__PROBLEM DESCRIPTION__.
Return the lines beginning at the one that contains "cap, one line per instance." and continuing to the end of the entries, including both ends, exactly as written and nothing else.

__DATA EXCERPTS__.
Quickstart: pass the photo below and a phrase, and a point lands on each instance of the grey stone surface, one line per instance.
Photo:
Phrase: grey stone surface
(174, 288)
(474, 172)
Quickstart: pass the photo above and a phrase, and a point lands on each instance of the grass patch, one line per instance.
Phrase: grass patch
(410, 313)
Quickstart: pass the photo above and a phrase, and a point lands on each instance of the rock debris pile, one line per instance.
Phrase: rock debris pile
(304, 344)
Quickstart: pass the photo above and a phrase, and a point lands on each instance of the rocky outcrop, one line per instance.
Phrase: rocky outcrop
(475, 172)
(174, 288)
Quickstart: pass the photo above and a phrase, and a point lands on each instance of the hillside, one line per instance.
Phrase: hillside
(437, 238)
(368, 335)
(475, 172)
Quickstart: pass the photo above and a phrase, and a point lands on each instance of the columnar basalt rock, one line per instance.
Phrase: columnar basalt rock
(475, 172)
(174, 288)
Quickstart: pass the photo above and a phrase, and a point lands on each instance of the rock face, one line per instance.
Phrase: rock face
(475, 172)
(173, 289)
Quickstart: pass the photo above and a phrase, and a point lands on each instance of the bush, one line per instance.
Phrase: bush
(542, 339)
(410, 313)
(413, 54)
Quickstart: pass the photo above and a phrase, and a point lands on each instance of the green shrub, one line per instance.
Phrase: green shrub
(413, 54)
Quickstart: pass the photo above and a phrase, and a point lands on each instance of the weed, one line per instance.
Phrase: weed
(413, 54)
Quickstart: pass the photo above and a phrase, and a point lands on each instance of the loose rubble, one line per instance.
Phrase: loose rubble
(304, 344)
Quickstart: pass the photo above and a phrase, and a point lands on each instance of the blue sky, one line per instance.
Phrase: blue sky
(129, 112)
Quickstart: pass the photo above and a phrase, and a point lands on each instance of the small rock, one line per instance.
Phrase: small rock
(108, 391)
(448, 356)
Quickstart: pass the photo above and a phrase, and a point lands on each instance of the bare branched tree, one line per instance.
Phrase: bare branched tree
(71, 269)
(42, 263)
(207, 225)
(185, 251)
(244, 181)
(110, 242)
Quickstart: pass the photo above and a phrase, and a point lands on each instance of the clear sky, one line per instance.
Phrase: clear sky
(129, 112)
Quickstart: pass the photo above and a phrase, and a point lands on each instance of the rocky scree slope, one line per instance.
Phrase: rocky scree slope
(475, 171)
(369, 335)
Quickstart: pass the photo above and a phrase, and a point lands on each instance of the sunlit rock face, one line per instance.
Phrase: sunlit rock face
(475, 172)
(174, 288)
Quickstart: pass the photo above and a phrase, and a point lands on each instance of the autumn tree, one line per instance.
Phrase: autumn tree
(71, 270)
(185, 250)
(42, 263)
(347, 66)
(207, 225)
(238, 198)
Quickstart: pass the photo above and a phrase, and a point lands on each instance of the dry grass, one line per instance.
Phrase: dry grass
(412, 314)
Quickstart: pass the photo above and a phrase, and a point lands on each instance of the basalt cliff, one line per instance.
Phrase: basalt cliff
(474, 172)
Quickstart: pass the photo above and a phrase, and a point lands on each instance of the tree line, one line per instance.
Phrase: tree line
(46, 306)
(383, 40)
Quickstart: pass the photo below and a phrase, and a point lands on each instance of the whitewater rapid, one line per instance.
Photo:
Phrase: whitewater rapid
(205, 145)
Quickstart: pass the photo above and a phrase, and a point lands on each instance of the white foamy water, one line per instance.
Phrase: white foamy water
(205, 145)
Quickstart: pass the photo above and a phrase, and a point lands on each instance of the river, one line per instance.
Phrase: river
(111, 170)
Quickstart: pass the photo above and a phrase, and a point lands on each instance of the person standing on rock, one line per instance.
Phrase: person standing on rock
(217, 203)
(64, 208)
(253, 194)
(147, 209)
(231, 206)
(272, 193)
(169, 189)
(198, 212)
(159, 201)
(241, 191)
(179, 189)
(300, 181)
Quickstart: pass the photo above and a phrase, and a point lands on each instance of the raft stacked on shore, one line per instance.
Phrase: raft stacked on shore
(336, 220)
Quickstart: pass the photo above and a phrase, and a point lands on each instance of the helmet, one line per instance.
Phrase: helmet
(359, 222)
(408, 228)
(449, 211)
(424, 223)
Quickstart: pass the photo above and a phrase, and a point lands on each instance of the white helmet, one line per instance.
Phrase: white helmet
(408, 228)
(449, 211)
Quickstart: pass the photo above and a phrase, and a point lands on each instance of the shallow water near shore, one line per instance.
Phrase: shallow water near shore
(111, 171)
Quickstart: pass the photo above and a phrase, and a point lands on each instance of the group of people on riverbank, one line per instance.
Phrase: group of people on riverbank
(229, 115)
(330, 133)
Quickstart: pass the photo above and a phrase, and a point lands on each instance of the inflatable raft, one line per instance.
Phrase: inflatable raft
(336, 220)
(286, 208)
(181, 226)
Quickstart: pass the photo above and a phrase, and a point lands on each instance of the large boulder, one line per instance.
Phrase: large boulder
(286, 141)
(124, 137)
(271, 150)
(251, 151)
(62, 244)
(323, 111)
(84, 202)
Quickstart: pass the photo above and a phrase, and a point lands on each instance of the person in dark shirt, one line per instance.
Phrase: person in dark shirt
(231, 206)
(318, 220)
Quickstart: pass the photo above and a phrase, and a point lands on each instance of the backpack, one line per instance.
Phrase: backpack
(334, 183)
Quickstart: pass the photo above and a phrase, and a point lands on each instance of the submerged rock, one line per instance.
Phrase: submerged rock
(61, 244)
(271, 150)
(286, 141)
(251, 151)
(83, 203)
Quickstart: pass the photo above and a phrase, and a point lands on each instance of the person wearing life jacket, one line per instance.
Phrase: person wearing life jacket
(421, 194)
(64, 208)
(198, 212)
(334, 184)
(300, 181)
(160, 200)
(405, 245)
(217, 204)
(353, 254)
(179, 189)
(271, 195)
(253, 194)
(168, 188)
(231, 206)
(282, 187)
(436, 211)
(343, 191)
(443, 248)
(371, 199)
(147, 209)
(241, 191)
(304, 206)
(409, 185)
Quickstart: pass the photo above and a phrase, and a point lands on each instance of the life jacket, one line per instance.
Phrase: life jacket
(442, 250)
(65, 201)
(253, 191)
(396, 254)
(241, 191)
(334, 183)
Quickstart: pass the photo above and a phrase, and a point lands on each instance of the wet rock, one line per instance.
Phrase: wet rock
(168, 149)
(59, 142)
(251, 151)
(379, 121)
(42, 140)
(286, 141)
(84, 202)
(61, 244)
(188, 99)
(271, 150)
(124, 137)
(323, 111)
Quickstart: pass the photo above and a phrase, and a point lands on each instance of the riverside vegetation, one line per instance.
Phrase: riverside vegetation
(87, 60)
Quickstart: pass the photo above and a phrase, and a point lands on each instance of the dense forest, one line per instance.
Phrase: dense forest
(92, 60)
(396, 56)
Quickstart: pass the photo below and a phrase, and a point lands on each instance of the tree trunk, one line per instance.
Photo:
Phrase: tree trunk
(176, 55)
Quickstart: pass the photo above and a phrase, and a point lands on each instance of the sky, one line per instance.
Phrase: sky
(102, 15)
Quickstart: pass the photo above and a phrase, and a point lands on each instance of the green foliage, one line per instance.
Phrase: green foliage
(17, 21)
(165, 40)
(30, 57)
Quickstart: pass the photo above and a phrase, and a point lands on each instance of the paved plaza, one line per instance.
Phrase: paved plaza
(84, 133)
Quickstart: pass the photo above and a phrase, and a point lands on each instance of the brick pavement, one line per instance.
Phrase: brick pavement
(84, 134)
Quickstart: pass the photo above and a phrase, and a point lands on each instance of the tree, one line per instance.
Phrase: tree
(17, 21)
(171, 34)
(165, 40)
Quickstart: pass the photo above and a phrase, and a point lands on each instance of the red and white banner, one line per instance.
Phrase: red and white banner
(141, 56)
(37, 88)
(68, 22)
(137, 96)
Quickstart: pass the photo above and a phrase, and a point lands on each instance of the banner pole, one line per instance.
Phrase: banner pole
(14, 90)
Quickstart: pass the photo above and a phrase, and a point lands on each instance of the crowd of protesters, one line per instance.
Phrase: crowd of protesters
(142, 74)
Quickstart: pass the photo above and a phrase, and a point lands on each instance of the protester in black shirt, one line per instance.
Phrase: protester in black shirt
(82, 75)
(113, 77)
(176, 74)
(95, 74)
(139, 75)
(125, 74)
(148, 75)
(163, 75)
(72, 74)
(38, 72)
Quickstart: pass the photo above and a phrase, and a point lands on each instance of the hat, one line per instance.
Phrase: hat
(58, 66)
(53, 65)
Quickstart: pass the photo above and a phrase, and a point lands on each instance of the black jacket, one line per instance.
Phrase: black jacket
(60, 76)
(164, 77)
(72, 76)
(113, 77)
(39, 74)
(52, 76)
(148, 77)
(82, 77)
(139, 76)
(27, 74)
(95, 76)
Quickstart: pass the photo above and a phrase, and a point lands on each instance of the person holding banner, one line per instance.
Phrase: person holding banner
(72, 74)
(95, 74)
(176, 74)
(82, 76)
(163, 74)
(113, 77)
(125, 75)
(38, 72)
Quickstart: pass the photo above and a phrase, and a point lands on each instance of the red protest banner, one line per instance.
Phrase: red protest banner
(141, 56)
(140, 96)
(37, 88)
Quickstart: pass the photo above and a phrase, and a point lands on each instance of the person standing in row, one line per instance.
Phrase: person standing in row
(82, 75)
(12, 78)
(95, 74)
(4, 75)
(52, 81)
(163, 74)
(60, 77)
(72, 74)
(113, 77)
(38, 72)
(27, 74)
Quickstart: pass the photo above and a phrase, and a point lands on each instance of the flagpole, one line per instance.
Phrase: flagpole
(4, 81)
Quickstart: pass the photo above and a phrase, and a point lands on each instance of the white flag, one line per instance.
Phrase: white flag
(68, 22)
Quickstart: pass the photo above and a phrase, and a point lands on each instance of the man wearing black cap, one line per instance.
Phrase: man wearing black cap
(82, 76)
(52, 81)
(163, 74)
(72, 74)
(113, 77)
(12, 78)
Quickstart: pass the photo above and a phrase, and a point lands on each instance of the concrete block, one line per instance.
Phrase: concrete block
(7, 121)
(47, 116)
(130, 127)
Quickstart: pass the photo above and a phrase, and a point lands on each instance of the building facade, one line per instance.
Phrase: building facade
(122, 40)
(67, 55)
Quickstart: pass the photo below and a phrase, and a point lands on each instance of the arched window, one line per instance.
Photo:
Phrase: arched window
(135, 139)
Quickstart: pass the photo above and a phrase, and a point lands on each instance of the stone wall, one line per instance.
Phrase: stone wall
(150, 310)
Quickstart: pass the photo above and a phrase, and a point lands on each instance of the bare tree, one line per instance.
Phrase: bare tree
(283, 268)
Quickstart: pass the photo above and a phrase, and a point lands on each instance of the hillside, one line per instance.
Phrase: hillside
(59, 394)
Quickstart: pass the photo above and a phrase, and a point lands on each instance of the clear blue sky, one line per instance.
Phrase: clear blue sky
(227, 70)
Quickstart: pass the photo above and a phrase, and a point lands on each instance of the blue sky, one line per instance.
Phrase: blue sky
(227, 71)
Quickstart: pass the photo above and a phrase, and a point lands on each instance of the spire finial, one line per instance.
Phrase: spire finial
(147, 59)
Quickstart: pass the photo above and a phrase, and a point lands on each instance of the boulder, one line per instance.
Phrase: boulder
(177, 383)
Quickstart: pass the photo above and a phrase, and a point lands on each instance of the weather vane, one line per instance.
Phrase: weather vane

__FULL OUTPUT__.
Quickstart: pass the photo above and a phrase, and a point lands on each instance of the man wearing black cap, one line per instance.
Phrase: man wearing black cap
(82, 76)
(52, 81)
(163, 74)
(72, 74)
(113, 77)
(12, 78)
Quickstart: pass the photo above and a phrase, and a point lands on each instance of the concrete block, one line per instance.
Phrase: concrete block
(7, 121)
(47, 116)
(130, 127)
Quickstart: pass the photo above and a phrase, and a point lands on each instance of the building facade, one line per instance.
Phrase: building facade
(122, 40)
(67, 55)
Quickstart: pass the photo below and a phrase, and a point lands on each instance of the arched window, one line per instance.
Photo:
Phrase: arched window
(135, 139)
Quickstart: pass the photo above and a phrase, and a point lands on each instance of the stone wall, one line per instance.
Phrase: stone wall
(150, 310)
Quickstart: pass the photo above and a phrase, and a point lands on each instance of the bare tree, one line per instance.
Phrase: bare tree
(283, 268)
Quickstart: pass the photo above and a phrase, and a point lands on each instance of the hillside, one line per instance.
Phrase: hillside
(59, 394)
Quickstart: pass the photo above and a phrase, and a point lands on each instance of the clear blue sky, one line per instance.
Phrase: clear blue sky
(227, 70)
Quickstart: pass the photo above and a phrase, and a point lands on each instance of the blue sky, one line per instance.
Phrase: blue sky
(227, 71)
Quickstart: pass the photo above and a phrase, and a point lands on each instance of the spire finial, one line per instance.
Phrase: spire finial
(147, 59)
Quickstart: pass the photo above and a phrase, and a point lands on each instance of the boulder, one line per instance.
Phrase: boulder
(177, 383)
Quickstart: pass the photo above and a phrase, and a point lands on each instance of the weather vane, one line per instance.
Phrase: weather vane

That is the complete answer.